EXTRACTED RECORDS:
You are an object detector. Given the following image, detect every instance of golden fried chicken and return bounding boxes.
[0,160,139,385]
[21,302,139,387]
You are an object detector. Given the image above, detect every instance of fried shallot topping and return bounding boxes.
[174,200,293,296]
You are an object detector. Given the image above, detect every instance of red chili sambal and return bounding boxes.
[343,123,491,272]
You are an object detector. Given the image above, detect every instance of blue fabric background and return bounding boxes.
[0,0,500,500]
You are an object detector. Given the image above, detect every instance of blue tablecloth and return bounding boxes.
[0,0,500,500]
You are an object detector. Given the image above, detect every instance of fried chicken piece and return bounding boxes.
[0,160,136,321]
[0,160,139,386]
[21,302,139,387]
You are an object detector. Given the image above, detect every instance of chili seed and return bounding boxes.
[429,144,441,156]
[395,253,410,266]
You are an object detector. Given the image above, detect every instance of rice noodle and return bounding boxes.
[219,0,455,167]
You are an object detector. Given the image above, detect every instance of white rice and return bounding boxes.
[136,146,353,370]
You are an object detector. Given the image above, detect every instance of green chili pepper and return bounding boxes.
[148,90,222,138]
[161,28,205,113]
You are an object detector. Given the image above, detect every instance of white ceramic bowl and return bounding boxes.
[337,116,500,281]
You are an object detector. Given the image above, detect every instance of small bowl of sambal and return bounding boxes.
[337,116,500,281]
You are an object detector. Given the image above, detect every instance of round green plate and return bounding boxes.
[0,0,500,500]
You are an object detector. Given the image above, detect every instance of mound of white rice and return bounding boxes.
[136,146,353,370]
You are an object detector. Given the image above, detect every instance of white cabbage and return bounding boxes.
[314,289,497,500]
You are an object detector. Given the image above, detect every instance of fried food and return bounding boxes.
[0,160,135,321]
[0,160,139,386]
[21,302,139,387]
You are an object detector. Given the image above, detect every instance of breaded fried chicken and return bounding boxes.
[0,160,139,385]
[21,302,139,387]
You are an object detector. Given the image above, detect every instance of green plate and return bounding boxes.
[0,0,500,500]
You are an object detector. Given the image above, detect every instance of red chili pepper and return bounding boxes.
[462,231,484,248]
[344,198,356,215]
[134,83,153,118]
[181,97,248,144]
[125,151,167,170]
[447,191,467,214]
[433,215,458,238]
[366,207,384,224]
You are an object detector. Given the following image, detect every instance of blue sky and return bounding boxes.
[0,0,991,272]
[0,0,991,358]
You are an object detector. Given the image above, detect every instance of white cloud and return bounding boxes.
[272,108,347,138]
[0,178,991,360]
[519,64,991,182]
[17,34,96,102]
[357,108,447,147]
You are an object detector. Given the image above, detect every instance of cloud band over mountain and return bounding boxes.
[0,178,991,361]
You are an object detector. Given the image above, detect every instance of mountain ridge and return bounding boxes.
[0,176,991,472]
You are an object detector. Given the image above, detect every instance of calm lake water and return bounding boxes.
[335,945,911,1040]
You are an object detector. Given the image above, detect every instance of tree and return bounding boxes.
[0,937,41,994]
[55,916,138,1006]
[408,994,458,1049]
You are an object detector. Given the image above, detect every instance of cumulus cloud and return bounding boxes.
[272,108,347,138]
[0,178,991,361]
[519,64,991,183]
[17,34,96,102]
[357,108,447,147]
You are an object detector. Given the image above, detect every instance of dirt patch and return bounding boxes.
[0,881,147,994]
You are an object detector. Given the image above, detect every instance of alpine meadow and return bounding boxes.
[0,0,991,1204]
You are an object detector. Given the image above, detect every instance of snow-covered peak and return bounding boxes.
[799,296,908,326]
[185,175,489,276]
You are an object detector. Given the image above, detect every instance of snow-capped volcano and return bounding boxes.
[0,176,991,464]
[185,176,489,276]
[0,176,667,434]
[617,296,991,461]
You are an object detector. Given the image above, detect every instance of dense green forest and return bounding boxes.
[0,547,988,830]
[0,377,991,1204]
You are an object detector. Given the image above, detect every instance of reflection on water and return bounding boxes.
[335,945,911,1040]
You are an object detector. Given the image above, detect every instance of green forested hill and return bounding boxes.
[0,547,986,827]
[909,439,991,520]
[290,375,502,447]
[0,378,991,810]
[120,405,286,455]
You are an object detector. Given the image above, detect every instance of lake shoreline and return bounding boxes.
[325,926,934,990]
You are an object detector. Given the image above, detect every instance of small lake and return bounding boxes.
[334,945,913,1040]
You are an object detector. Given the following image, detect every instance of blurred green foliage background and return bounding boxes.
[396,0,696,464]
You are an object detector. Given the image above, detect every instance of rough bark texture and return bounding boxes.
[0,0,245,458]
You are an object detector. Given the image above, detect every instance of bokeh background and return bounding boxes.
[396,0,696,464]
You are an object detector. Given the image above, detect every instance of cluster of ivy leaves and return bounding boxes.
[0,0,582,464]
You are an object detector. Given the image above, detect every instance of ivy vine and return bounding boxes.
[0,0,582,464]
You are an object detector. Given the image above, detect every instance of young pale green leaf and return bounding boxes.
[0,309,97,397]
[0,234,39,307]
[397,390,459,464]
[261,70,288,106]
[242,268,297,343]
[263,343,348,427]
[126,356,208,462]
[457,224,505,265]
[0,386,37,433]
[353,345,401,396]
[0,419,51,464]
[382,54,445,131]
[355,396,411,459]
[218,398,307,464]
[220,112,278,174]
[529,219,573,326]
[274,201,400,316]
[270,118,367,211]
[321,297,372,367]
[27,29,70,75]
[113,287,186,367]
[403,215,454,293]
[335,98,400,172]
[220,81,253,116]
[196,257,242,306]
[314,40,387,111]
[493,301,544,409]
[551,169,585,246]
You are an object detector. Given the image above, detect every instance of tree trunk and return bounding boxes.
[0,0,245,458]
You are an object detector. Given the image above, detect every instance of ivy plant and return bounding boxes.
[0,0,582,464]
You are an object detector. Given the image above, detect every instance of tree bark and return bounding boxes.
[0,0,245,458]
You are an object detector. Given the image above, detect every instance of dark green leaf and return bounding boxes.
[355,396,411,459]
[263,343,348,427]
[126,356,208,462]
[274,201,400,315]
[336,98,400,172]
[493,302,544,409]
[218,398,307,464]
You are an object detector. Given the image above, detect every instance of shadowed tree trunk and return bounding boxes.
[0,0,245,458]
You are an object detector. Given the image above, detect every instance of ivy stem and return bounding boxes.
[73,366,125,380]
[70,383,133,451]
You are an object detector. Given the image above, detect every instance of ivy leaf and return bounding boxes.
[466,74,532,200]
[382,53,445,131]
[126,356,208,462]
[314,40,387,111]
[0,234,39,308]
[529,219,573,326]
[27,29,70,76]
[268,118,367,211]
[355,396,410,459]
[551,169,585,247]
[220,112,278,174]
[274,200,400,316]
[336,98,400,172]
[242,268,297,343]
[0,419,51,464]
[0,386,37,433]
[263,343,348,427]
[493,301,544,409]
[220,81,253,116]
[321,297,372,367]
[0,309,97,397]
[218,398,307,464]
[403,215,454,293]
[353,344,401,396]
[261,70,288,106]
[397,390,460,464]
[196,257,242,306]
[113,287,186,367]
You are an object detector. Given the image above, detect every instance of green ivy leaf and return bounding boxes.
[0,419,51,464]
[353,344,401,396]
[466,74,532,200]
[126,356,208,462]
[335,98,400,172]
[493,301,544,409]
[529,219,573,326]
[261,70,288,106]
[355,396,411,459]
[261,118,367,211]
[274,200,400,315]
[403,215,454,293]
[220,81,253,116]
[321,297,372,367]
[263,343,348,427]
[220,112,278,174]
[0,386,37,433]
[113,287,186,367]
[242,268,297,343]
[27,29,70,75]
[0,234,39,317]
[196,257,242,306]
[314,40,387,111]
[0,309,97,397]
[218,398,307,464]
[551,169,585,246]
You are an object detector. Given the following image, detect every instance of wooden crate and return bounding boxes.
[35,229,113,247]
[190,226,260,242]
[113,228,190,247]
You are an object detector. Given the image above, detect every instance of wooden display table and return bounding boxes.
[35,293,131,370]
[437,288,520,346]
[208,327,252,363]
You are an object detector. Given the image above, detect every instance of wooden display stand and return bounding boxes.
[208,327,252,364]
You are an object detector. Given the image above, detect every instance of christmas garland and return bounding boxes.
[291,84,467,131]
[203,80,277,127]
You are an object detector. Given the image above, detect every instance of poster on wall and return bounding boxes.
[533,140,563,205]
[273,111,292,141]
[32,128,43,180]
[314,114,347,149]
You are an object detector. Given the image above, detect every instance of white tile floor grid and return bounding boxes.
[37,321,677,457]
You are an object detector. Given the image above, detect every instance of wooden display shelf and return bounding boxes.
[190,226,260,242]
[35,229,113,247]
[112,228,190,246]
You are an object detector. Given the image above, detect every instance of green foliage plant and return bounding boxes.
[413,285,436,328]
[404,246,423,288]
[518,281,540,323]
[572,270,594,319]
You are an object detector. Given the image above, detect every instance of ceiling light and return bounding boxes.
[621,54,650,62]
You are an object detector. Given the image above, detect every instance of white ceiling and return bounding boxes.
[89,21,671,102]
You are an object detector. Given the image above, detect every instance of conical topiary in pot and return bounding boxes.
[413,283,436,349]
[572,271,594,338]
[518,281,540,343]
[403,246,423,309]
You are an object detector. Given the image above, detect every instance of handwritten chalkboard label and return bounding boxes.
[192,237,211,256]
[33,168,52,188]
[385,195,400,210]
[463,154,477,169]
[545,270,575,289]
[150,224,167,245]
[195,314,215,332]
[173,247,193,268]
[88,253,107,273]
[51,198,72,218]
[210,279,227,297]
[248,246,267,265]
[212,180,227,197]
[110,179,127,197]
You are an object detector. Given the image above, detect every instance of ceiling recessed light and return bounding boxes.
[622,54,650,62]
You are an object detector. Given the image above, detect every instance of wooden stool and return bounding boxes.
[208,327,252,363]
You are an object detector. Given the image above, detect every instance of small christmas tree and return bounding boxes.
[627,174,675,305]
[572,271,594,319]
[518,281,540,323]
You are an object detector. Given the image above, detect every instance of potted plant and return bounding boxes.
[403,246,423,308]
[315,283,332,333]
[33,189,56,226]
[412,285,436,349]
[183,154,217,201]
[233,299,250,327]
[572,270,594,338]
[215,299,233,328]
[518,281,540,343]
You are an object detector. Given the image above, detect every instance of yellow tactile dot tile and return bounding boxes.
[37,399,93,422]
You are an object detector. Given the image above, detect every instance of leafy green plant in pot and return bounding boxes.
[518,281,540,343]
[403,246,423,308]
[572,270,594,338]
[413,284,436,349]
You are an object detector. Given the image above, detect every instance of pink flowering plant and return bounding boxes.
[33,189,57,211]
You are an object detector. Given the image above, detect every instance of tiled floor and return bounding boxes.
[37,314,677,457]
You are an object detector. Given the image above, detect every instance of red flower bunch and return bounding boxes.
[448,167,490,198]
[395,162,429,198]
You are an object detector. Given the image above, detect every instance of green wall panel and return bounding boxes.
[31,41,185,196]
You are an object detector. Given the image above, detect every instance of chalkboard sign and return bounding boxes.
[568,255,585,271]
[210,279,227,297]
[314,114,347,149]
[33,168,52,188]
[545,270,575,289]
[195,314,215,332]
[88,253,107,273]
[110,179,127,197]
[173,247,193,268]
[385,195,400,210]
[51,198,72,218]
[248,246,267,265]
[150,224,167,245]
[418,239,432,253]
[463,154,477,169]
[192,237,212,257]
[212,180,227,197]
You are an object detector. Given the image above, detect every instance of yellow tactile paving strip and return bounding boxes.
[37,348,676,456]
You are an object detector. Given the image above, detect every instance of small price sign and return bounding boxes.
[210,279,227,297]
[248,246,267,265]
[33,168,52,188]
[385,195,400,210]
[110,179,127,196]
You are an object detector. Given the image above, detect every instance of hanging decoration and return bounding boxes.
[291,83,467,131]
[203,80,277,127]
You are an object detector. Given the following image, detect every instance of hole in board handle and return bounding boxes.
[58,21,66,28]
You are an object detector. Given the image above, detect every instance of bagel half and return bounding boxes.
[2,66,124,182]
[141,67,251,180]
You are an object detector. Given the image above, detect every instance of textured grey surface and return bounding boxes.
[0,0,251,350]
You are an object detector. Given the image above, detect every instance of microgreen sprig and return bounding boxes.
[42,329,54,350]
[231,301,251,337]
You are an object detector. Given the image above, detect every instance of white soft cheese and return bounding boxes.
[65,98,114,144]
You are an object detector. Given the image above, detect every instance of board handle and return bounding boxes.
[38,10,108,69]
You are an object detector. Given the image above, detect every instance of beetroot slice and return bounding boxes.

THE EXERCISE: Present everything in the data from the line containing "patch and return bounding boxes." down to the line containing "[325,926,934,990]", both included, as a Markdown table with columns Row and Line. Number each line and leave out any blank ones.

THE OUTPUT:
| Row | Line |
|---|---|
| 1 | You are an object detector. Given the image above, detect every instance of dirt patch and return bounding boxes. |
| 2 | [0,881,147,994] |
| 3 | You are an object detector. Given the image above, detect every instance of alpine meadow and return bounding boxes. |
| 4 | [0,0,991,1204] |
| 5 | You are an object detector. Given the image above, detect every instance of snow-covered peak and return bounding boxes. |
| 6 | [799,296,908,326] |
| 7 | [185,175,489,276] |
| 8 | You are an object detector. Given the image above, detect every instance of snow-capped volcano and return bounding boxes. |
| 9 | [0,176,991,464] |
| 10 | [185,176,489,276] |
| 11 | [0,176,667,434] |
| 12 | [617,296,991,461] |
| 13 | You are an object detector. Given the image above, detect every instance of dense green forest and return bounding boxes. |
| 14 | [0,547,988,830] |
| 15 | [0,377,991,1204] |
| 16 | You are an object detector. Given the image above, detect every instance of reflection on water and return bounding boxes. |
| 17 | [335,945,911,1040] |
| 18 | You are an object detector. Given the image above, detect every instance of green forested hill and return bounding boxes. |
| 19 | [0,547,986,827] |
| 20 | [909,439,991,520] |
| 21 | [290,375,502,447] |
| 22 | [0,378,991,810] |
| 23 | [120,405,286,455] |
| 24 | You are an object detector. Given the image above, detect every instance of lake shoreline and return bounding boxes. |
| 25 | [325,926,934,990] |